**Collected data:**
========

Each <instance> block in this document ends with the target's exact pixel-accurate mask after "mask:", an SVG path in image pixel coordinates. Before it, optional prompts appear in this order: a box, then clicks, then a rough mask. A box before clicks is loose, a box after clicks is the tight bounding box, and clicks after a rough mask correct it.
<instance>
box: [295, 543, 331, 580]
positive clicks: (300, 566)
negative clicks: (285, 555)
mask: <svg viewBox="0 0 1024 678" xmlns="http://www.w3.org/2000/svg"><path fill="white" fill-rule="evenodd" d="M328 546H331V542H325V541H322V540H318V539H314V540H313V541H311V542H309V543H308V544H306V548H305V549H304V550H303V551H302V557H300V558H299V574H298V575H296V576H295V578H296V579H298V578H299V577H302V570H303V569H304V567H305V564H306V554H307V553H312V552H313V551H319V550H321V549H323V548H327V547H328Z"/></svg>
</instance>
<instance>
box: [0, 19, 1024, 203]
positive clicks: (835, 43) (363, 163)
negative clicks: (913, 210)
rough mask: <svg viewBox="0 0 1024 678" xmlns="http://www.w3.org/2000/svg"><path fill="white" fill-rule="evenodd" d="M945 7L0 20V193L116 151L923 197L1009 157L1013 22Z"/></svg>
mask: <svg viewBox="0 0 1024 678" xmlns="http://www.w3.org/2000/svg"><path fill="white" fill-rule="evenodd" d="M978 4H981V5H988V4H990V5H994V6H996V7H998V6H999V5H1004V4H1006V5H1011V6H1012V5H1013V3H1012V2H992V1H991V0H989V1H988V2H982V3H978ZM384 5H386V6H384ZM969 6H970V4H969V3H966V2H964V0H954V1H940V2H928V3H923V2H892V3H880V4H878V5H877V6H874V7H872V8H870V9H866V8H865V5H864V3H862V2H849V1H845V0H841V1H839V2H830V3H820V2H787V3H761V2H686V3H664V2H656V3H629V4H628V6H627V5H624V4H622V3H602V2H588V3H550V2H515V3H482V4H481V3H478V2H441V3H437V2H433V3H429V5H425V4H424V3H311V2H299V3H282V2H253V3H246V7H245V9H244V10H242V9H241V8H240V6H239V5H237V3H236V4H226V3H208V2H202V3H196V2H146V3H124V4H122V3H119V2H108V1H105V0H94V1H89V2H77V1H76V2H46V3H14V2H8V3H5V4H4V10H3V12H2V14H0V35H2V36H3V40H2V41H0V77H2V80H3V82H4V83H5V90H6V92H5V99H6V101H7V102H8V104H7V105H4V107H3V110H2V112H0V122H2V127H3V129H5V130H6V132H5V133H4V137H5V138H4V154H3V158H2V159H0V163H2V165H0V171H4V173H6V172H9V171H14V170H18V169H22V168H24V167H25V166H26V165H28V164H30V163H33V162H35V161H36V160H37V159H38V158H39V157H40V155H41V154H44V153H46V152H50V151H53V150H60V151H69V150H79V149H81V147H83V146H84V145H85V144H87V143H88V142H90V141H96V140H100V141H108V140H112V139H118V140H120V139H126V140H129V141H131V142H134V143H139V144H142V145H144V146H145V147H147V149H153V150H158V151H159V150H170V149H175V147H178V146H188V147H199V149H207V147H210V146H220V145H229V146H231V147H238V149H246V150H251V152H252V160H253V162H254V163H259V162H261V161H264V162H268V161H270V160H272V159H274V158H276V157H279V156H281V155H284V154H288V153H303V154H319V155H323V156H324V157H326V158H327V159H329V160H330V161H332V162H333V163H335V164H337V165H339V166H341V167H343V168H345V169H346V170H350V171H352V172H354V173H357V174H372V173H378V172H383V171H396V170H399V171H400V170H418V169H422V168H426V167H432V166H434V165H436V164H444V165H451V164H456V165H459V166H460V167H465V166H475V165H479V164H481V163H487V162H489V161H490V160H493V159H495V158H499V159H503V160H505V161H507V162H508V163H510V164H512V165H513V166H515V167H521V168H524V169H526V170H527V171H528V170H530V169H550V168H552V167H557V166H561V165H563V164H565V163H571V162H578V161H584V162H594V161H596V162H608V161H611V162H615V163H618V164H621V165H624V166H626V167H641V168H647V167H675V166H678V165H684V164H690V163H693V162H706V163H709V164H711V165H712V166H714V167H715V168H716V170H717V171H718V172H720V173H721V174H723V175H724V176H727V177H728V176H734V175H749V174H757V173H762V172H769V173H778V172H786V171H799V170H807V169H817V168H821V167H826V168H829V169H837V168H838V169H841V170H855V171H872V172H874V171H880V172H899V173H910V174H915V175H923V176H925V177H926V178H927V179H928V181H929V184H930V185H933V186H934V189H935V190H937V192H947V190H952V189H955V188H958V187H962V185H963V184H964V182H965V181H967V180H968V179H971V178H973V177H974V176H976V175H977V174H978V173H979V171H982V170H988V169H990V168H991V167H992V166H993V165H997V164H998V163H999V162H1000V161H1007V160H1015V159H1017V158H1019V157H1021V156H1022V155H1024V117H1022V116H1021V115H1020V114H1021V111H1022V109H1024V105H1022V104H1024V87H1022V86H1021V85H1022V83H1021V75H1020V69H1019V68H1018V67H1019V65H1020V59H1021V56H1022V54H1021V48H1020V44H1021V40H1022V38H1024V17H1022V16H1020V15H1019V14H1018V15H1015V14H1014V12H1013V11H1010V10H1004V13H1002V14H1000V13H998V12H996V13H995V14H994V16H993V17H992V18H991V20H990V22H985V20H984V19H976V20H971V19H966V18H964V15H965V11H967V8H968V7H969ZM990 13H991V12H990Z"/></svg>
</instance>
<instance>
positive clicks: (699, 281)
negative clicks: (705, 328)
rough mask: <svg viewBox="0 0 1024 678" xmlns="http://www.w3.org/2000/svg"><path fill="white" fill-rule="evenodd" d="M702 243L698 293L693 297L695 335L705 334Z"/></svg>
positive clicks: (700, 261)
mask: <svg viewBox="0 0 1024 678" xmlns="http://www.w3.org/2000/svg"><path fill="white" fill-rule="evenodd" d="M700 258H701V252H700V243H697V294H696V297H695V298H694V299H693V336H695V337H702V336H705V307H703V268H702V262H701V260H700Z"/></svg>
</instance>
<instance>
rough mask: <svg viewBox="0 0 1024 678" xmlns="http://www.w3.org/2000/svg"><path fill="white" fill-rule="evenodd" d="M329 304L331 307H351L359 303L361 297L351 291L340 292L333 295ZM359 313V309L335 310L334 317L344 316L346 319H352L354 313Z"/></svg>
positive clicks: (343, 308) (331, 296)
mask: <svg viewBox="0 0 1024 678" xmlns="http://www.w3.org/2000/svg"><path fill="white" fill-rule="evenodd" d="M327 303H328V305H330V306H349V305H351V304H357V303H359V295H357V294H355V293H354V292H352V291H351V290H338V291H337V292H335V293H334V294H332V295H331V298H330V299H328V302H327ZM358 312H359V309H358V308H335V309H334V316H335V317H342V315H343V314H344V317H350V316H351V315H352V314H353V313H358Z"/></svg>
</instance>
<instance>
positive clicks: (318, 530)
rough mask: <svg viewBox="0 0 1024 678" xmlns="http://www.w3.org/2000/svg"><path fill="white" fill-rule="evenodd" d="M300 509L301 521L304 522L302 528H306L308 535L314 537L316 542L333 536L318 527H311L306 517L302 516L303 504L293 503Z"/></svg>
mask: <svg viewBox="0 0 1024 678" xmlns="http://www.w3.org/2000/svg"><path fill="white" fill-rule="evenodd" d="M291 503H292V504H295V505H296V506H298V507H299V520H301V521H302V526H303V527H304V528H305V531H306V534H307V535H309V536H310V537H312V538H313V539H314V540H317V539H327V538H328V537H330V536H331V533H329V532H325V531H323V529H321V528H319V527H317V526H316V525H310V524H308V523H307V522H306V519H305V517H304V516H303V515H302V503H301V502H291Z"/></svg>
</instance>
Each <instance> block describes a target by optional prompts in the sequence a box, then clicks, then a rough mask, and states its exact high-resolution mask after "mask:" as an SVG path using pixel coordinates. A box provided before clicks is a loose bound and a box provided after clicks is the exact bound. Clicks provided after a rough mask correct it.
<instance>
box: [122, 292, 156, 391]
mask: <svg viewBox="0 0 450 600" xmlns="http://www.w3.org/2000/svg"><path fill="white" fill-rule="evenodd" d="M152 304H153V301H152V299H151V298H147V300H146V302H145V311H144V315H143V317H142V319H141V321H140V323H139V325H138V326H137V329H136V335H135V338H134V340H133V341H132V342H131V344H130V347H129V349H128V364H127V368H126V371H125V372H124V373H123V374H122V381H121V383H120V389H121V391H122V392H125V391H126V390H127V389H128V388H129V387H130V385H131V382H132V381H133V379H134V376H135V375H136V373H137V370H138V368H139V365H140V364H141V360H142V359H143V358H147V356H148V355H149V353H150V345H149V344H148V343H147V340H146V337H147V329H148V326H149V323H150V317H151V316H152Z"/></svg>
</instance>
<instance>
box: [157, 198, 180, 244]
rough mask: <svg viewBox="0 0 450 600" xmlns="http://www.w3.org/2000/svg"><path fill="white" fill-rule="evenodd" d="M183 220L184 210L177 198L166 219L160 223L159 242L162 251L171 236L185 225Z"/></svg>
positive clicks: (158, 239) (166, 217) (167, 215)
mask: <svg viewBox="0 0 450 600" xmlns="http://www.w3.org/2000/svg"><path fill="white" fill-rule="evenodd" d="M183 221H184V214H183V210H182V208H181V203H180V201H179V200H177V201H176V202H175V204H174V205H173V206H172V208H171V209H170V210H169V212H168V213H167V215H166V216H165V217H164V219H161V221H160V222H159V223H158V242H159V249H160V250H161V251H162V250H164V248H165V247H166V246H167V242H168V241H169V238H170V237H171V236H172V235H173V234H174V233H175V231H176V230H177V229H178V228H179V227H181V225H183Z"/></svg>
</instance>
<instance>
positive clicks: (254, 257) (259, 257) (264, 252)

========

**What you should do:**
Look through the data above for the string "coordinates" and copy every line where it appears.

**Your response:**
Each <instance> block in this document ends with the target's exact pixel-accurate mask after "mask:", an SVG path in image pixel coordinates. Before it, optional prompts appear in this order: a box, then clicks, then a rough mask. A box before clicks is loose, a box after clicks is the tight bounding box, and clicks after a rough mask correct it.
Each <instance> block describes a target by optional prompts in the sequence a box, then clicks, then a rough mask, and states its exact high-resolution mask after "mask:" as an SVG path using pixel coordinates. A box provided before clicks is a loose bound and a box provided after clicks is the exact bound. Clicks provided after a rough mask correct it.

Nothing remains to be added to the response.